--- START ---
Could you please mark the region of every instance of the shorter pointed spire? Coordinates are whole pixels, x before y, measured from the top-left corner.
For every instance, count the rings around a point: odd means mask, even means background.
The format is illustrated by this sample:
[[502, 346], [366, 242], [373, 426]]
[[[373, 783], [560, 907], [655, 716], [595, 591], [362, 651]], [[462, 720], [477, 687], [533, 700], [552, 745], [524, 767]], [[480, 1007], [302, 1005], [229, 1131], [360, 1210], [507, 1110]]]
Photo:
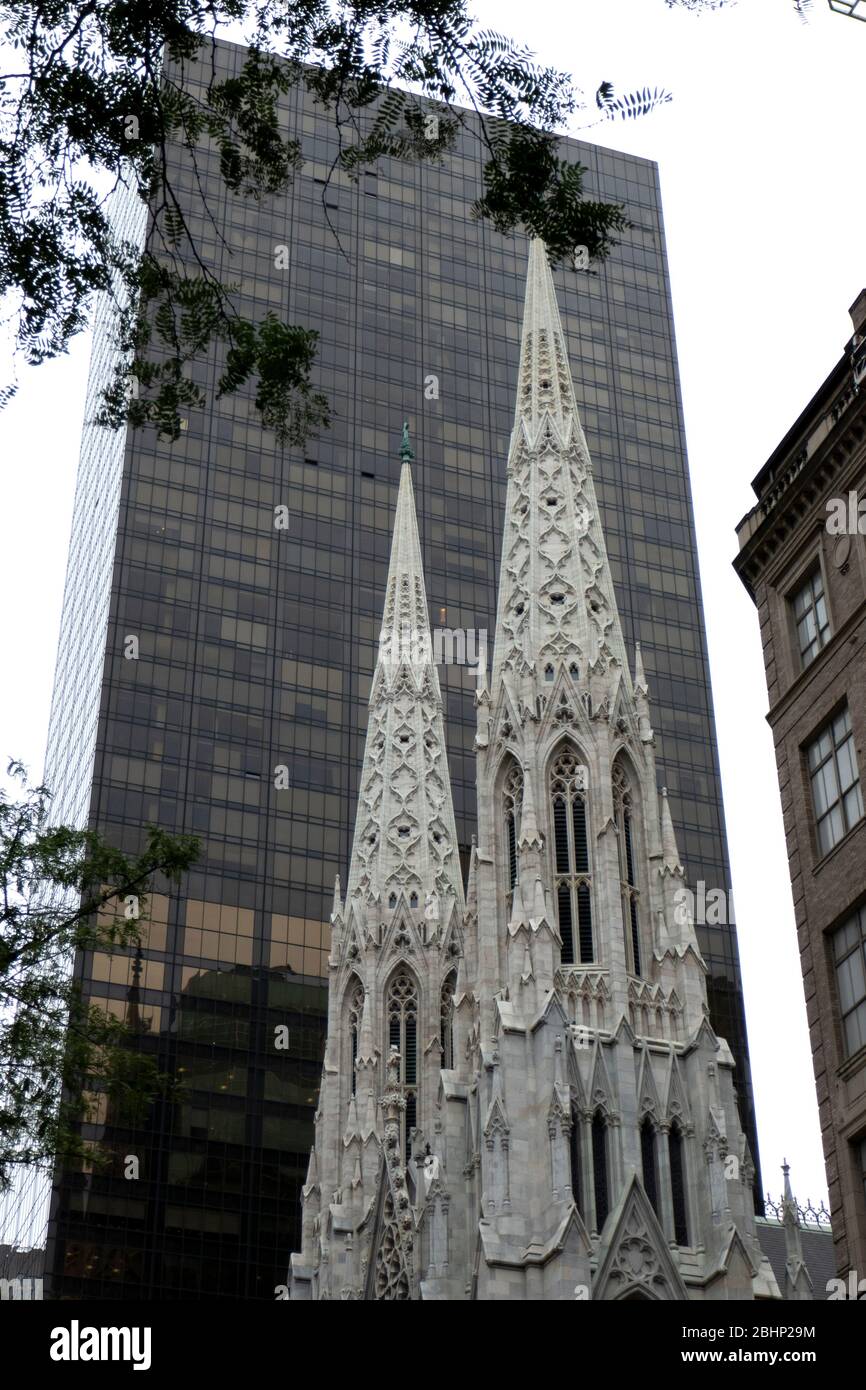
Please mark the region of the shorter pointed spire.
[[520, 811], [520, 838], [517, 844], [521, 849], [528, 849], [530, 846], [541, 849], [541, 835], [535, 819], [535, 801], [532, 796], [532, 774], [528, 763], [523, 764], [523, 806]]
[[526, 905], [523, 901], [523, 891], [520, 887], [520, 871], [518, 869], [517, 882], [511, 892], [511, 918], [508, 923], [509, 931], [516, 932], [517, 928], [523, 926], [527, 920], [528, 914]]
[[370, 1009], [370, 991], [364, 990], [364, 1007], [361, 1010], [361, 1026], [358, 1029], [358, 1067], [371, 1067], [376, 1060], [376, 1045], [373, 1042], [373, 1020]]
[[376, 1133], [376, 1097], [371, 1086], [367, 1092], [367, 1110], [364, 1115], [364, 1130], [362, 1139], [369, 1139], [371, 1134]]
[[354, 1095], [352, 1095], [349, 1099], [349, 1113], [346, 1116], [346, 1129], [343, 1134], [343, 1143], [351, 1143], [351, 1141], [355, 1139], [359, 1133], [360, 1131], [358, 1129], [358, 1106], [355, 1103]]
[[478, 676], [475, 683], [476, 705], [490, 704], [490, 687], [487, 684], [487, 634], [478, 644]]
[[520, 983], [528, 985], [530, 980], [535, 979], [535, 971], [532, 968], [532, 952], [529, 949], [529, 937], [523, 948], [523, 970], [520, 973]]
[[790, 1287], [796, 1288], [803, 1269], [803, 1241], [800, 1234], [800, 1213], [791, 1191], [791, 1169], [782, 1160], [784, 1188], [782, 1193], [782, 1225], [785, 1227], [785, 1274]]
[[643, 657], [641, 656], [640, 642], [634, 644], [634, 688], [646, 695], [649, 691], [646, 675], [643, 669]]
[[334, 876], [334, 901], [331, 906], [331, 921], [341, 922], [343, 920], [343, 900], [340, 897], [340, 875]]
[[794, 1194], [791, 1191], [791, 1165], [786, 1158], [782, 1159], [782, 1175], [784, 1180], [783, 1191], [785, 1201], [793, 1203]]
[[674, 822], [671, 816], [667, 787], [662, 787], [661, 822], [662, 863], [672, 874], [682, 874], [683, 866], [680, 862], [679, 850], [677, 849], [677, 837], [674, 833]]
[[553, 1044], [553, 1084], [557, 1087], [565, 1085], [565, 1077], [562, 1072], [562, 1038], [557, 1037]]
[[472, 836], [472, 848], [469, 851], [469, 874], [466, 879], [466, 910], [475, 911], [478, 907], [478, 846], [475, 843], [475, 836]]
[[304, 1192], [305, 1192], [305, 1193], [306, 1193], [306, 1192], [309, 1192], [309, 1191], [311, 1191], [313, 1188], [318, 1187], [318, 1186], [319, 1186], [319, 1161], [318, 1161], [318, 1158], [316, 1157], [316, 1146], [315, 1146], [315, 1144], [314, 1144], [313, 1147], [310, 1149], [310, 1166], [309, 1166], [308, 1169], [307, 1169], [307, 1181], [306, 1181], [306, 1185], [305, 1185], [305, 1187], [304, 1187]]
[[544, 884], [540, 874], [535, 876], [535, 895], [532, 902], [532, 916], [536, 922], [547, 919], [547, 903], [544, 898]]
--- END ---
## [Exercise details]
Nothing but a number should be given: how many lines in the listing hold the word "instance".

## [Exercise result]
2